The World Health Organization says counterfeit drugs are a growing threat to the health and well being of people everywhere in the world. But, it says the dangers are greatest in poor countries.

The latest estimates show more than 30 percent of the medicine in areas of Latin America, South East Asia and Sub-Saharan Africa is counterfeit. In emerging economies, the World Health Organization puts that figure at 10 percent, but says it goes as high as 20 percent in many of the former Soviet Republics.

The World Health Organization warns 50 percent of illegal internet sales are counterfeit.

WHO Assistant Director-General for Health Technology and Pharmaceuticals, Howard Zucker, cautions people to be very wary about buying drugs on the internet. He says people often are less careful about buying medicine from an unknown source than they are about buying a T-shirt.

"Now it would be one thing purchasing an article of clothing or even a piece of electronics on the internet," he said. "The worst that happens is you feel like you unfortunately spent money for something which is not of good quality. It is another thing buying medicine on the internet and finding out that you purchased medicine which is of poor quality, counterfeit, and worse yet potentially can harm you or even kill you."

Dr. Zucker says counterfeit drugs proliferate because the profits are huge and the risks are low. He says some studies estimate fake medicines bring in up to $80 billion a year, but penalties for getting caught are relatively modest.

He says WHO's five-point action plan is calling for the development of better technologies, which can prevent counterfeiting and can detect and track counterfeits on markets and on web sites.

He says the plan urges countries to enact much stronger legislation against those who make and sell fake drugs. But, he says laws are only good if they are enforced.

"Even if you write the law and you bring someone in, how do you enforce this? How do you enforce, prevent the trafficking of drugs across borders," Dr. Zucker said. "And, so we are working with Interpol, world customs organizations and others ... And then the last two area-one is the issue of regulation. We need to have drug regulations in countries that monitor what gets out into the public domain ... Drug regulations need to be improved in certain parts of the world, particularly in some of the developing world ... And, lastly the communication issue which is critical. We need to get this message out to the world, both to the health workers and to everybody else."

Dr. Zucker says three countries have started tackling the problem with the help of the World Health Organization and its partners. He says Indonesia and Mali have begun wide communication campaigns to warn the public about fake medicines. In Vietnam, he says police, customs and regulatory officials have begun to coordinate their efforts in cracking down on counterfeiters.

:: Problem requirements ::
According to the report on counterfeit drugs, what share of illegal internet sales does the World Health Organization say are counterfeit?

(Stored data entries)
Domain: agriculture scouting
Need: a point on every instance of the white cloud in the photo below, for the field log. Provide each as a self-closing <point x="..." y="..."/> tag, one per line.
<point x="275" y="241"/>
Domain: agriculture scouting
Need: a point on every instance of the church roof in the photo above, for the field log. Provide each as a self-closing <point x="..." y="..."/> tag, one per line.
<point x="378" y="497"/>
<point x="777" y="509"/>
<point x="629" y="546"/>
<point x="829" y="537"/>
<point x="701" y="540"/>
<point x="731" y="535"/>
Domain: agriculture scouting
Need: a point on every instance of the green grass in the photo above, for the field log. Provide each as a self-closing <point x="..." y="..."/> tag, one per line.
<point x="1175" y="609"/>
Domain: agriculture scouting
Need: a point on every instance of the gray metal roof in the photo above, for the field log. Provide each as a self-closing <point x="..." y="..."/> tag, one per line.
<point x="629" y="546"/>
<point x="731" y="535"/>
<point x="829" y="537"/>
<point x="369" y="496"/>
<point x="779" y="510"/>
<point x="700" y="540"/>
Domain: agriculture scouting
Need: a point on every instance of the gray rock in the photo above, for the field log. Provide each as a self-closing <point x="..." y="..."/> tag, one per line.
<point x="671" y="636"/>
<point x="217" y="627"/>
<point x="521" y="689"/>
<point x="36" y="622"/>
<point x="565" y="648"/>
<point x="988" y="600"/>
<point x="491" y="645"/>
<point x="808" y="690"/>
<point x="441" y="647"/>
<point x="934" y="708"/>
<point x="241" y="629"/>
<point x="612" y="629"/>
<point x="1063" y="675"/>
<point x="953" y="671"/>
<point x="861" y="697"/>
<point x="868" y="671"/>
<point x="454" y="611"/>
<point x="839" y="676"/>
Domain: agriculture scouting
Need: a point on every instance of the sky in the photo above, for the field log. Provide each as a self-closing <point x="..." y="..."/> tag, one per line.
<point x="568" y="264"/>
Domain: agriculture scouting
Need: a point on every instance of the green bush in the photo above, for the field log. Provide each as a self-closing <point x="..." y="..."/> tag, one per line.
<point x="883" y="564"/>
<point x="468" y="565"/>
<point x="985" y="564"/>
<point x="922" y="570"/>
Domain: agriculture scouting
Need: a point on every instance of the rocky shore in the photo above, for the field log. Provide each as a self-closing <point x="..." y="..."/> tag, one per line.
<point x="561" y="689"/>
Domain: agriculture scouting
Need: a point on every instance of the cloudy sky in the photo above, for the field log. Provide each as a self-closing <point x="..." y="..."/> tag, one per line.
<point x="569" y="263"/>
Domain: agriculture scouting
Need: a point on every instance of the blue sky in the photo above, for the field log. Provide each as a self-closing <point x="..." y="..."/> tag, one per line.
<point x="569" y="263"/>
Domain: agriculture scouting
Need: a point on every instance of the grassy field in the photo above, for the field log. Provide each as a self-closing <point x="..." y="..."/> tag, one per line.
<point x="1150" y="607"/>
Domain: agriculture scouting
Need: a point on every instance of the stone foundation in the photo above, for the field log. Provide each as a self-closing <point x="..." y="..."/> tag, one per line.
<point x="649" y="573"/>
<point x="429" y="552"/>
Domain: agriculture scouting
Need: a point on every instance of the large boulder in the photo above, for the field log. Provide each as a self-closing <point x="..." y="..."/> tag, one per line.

:: Answer below ::
50 percent